> _What the task requires_
Your task is to retype every entry exactly, omitting nothing.

Entries taken from a collection
···
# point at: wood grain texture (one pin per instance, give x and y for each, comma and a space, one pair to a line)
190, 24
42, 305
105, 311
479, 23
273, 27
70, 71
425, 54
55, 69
···
> _The completed task_
# point at: wood grain texture (one pin per instance, give x and y for each, comma and a space, one pair to a line)
190, 24
42, 305
105, 311
479, 23
273, 27
70, 71
425, 54
55, 69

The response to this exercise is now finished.